# Data shown start

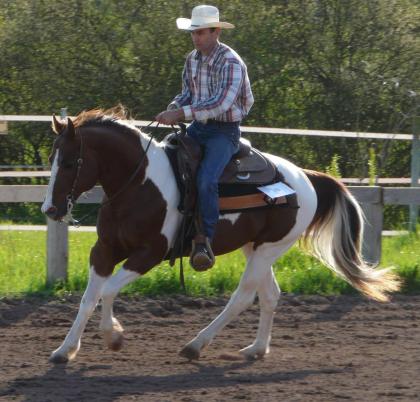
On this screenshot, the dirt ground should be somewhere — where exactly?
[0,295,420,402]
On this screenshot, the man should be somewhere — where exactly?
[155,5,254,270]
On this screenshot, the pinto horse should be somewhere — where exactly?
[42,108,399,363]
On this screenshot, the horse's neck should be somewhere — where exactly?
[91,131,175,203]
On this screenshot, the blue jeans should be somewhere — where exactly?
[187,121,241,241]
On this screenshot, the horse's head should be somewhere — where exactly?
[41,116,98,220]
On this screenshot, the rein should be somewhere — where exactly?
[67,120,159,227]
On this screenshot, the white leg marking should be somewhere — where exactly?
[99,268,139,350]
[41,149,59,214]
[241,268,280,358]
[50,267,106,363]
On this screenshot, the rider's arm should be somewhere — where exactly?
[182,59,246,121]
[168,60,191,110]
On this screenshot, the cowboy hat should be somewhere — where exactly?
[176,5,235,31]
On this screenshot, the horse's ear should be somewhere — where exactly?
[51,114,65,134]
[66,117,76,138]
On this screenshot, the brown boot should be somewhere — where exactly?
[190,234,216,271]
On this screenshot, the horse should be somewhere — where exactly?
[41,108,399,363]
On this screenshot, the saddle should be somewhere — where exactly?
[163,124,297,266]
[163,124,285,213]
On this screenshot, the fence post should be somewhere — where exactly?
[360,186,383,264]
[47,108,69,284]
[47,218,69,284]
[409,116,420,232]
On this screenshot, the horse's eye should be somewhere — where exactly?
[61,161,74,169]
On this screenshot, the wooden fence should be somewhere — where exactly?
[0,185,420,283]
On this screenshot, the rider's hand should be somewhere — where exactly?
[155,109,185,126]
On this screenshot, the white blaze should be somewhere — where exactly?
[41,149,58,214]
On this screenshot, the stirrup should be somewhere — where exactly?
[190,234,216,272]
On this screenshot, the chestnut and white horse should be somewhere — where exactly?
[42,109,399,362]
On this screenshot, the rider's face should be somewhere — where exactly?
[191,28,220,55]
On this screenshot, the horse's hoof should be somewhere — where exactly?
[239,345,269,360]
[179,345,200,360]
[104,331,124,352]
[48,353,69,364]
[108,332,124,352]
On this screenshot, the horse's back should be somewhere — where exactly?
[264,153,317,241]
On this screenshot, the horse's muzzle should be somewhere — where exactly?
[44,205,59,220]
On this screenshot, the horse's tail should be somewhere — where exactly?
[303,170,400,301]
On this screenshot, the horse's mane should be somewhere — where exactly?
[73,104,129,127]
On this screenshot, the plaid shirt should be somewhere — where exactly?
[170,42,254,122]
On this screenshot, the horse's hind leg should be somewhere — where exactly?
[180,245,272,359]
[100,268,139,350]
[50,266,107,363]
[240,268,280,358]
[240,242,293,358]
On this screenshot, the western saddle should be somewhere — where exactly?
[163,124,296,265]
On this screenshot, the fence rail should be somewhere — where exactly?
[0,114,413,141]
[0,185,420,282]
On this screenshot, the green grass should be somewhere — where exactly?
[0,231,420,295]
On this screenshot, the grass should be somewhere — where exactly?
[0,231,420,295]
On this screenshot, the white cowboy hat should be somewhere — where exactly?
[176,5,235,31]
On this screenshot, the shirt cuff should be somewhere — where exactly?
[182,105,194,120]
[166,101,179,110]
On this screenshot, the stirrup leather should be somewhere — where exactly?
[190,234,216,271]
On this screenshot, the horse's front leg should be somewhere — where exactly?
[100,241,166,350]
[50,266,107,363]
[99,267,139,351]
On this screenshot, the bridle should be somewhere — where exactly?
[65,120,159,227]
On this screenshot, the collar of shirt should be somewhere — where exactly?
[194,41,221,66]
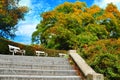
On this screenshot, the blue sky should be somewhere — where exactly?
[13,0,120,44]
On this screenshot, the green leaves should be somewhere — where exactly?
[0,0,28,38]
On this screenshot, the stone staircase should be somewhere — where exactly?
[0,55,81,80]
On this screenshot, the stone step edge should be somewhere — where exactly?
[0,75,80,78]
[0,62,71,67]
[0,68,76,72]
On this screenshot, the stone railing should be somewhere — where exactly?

# Data shown end

Arrange all the records above as a JSON list of strings, one string per line, leaving out blank lines and the pictures.

[
  "On this screenshot, the dirt ground should be somewhere — where exactly?",
  "[0,295,420,402]",
  "On this screenshot, the man should be somewhere — where exactly?",
  "[155,5,254,270]",
  "On this screenshot, the pinto horse should be somewhere — where exactly?",
  "[42,108,399,363]",
  "On this screenshot, the horse's neck should be somewhere — where exactly?",
  "[91,131,175,203]",
  "On this screenshot, the blue jeans should be somewhere — where exactly?",
  "[187,121,241,241]",
  "On this screenshot, the horse's head should be somewhere — where exactly?",
  "[41,116,98,220]",
  "On this screenshot, the rein should be somewhere — where exactly?",
  "[67,120,159,227]",
  "On this screenshot, the white leg marking should be somewhere — where exactly?",
  "[99,268,139,350]",
  "[41,149,59,214]",
  "[241,268,280,358]",
  "[50,267,106,363]",
  "On this screenshot, the rider's arm should be somewhere — where exactly?",
  "[182,59,246,121]",
  "[168,60,191,110]",
  "On this screenshot, the cowboy hat should be somewhere — where exactly?",
  "[176,5,235,31]",
  "On this screenshot, the horse's ear should be somewhere — where exactly?",
  "[51,114,65,134]",
  "[66,117,76,138]",
  "On this screenshot, the brown boot should be somewhere — where exactly?",
  "[190,234,216,271]",
  "On this screenshot, the horse should be somewhere — where exactly?",
  "[41,108,399,363]",
  "On this screenshot, the saddle should be somewhere — where exactly?",
  "[163,124,297,266]",
  "[163,124,285,213]",
  "On this screenshot, the fence post should be somewhere — where exactly?",
  "[360,186,383,264]",
  "[47,108,69,284]",
  "[47,218,69,284]",
  "[409,116,420,232]",
  "On this screenshot, the horse's eye should be somewhere — where exactly?",
  "[61,161,74,169]",
  "On this screenshot, the wooden fence should be somewhere — where exactly?",
  "[0,185,420,283]",
  "On this screenshot, the rider's hand should be somewhere — where exactly?",
  "[155,109,185,126]",
  "On this screenshot, the white blaze should be somewhere — where exactly?",
  "[41,149,58,214]",
  "On this screenshot, the stirrup should be somewhere — where exactly?",
  "[190,234,216,272]",
  "On this screenshot, the chestnut and white horse should be somewhere — where exactly?",
  "[42,109,399,362]",
  "On this screenshot, the rider's face should be somewhere — where exactly?",
  "[191,28,220,55]",
  "On this screenshot, the horse's hoof should be somewhere — where exactly?",
  "[239,345,269,360]",
  "[179,345,200,360]",
  "[104,331,124,352]",
  "[48,353,69,364]",
  "[108,332,124,352]",
  "On this screenshot, the horse's back should be somewhere — where exactly?",
  "[264,153,317,241]",
  "On this screenshot, the horse's muzzle should be somewhere — where exactly?",
  "[44,205,59,220]",
  "On this screenshot, the horse's tail should be somewhere — where exactly?",
  "[303,170,400,301]",
  "On this screenshot, the horse's mane should be somewhere — where exactly?",
  "[73,104,129,127]",
  "On this screenshot, the plaid shirt should be somewhere — where exactly?",
  "[170,42,254,122]",
  "On this screenshot, the horse's hind leg should be somewhere — where exactly?",
  "[180,245,272,359]",
  "[100,268,139,350]",
  "[50,266,107,363]",
  "[240,268,280,358]",
  "[240,242,293,358]",
  "On this screenshot, the western saddle should be somewhere — where exactly?",
  "[163,124,296,265]",
  "On this screenshot, the fence rail should be somewhere — where exactly?",
  "[0,114,413,141]",
  "[0,185,420,282]",
  "On this screenshot, the green grass should be somewhere — where exactly?",
  "[0,231,420,295]",
  "On this screenshot, the grass should be somewhere — where exactly?",
  "[0,231,420,295]",
  "On this screenshot, the white cowboy hat should be somewhere — where exactly?",
  "[176,5,235,31]",
  "On this screenshot, the shirt cuff should be somewhere — where exactly?",
  "[182,105,194,120]",
  "[166,101,179,110]",
  "On this screenshot, the stirrup leather should be somewhere — where exactly?",
  "[190,234,216,271]",
  "On this screenshot, the horse's front leg should be somewhere — where exactly?",
  "[100,241,166,350]",
  "[50,266,107,363]",
  "[99,267,139,351]",
  "On this screenshot, the bridle should be somewhere — where exactly?",
  "[65,120,159,227]",
  "On this screenshot, the collar of shirt should be somewhere — where exactly?",
  "[194,41,221,66]",
  "On this screenshot, the blue sky should be somewhere — where exactly?",
  "[13,0,120,44]",
  "On this screenshot, the green leaves should be somewhere — where exactly?",
  "[0,0,28,38]",
  "On this screenshot, the stone staircase should be somewhere — where exactly?",
  "[0,55,81,80]",
  "On this screenshot, the stone step edge should be somewhere — where exactly?",
  "[0,75,80,78]",
  "[0,62,71,67]",
  "[0,68,76,72]",
  "On this screenshot, the stone railing should be somewhere — where exactly?"
]